» REQUIRED TASK: Copy out the records verbatim, from the line containing "Find — the stucco" up to and including the final line of the records.
----------------------------------------
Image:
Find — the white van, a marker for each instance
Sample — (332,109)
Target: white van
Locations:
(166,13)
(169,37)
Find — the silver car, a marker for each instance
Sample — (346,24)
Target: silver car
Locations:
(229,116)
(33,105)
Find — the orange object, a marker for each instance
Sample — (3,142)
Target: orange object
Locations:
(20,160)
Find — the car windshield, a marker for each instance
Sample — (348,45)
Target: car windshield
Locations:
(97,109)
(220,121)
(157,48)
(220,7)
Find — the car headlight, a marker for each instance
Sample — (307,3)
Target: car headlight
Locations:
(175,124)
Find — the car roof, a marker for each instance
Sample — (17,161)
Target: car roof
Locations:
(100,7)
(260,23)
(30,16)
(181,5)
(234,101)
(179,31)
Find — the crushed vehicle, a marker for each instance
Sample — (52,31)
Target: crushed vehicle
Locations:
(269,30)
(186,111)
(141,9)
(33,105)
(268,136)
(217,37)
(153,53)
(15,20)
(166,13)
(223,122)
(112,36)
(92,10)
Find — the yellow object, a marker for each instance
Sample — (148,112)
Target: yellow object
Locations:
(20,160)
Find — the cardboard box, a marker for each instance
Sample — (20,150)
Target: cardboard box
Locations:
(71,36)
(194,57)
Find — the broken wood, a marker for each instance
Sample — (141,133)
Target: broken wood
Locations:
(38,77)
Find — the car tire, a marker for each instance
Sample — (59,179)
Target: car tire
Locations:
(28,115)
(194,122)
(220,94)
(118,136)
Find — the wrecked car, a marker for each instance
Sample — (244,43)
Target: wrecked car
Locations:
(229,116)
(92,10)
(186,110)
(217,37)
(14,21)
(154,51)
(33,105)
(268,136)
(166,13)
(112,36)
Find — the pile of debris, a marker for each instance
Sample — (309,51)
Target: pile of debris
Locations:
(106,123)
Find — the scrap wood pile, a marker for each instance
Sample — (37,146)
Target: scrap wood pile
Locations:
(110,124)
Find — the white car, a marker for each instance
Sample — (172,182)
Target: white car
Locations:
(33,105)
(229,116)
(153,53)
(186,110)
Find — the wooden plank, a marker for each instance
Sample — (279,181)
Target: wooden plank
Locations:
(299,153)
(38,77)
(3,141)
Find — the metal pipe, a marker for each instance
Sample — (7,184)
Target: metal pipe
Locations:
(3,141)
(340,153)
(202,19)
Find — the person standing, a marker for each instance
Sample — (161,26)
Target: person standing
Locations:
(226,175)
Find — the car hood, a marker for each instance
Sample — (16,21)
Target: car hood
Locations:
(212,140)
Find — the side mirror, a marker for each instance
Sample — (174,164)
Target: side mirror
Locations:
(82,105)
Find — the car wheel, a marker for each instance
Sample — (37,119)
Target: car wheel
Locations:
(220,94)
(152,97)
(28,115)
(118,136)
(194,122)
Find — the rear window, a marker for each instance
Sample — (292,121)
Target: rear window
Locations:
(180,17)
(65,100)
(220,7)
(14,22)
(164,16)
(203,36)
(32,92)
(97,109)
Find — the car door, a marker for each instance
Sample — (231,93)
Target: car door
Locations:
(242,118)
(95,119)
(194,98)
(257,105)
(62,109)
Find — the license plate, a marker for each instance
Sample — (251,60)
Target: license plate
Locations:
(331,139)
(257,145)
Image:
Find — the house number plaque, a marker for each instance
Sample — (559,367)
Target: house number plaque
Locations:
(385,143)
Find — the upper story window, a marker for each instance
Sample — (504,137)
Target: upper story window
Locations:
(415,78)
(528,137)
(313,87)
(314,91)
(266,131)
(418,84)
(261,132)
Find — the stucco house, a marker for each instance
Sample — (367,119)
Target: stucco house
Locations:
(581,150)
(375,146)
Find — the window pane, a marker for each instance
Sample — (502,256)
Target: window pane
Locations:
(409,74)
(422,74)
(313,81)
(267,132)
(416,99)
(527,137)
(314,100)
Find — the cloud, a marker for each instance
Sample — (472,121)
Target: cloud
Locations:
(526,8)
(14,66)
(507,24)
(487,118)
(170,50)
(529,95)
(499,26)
----------------------------------------
» FINISHED TASK:
Find — the stucco house, a marker for each instance
Sample — (367,119)
Target: stucco house
Locations:
(581,150)
(375,146)
Find — the window pane, a marker for each instance
Sample — (502,256)
Target: window pane
Locations:
(409,74)
(422,74)
(313,81)
(267,132)
(416,99)
(527,137)
(314,100)
Find — the cloud, a marker for each instance
Sample — (472,121)
Target: cloud
Locations:
(526,8)
(14,66)
(507,24)
(487,118)
(170,50)
(529,95)
(499,26)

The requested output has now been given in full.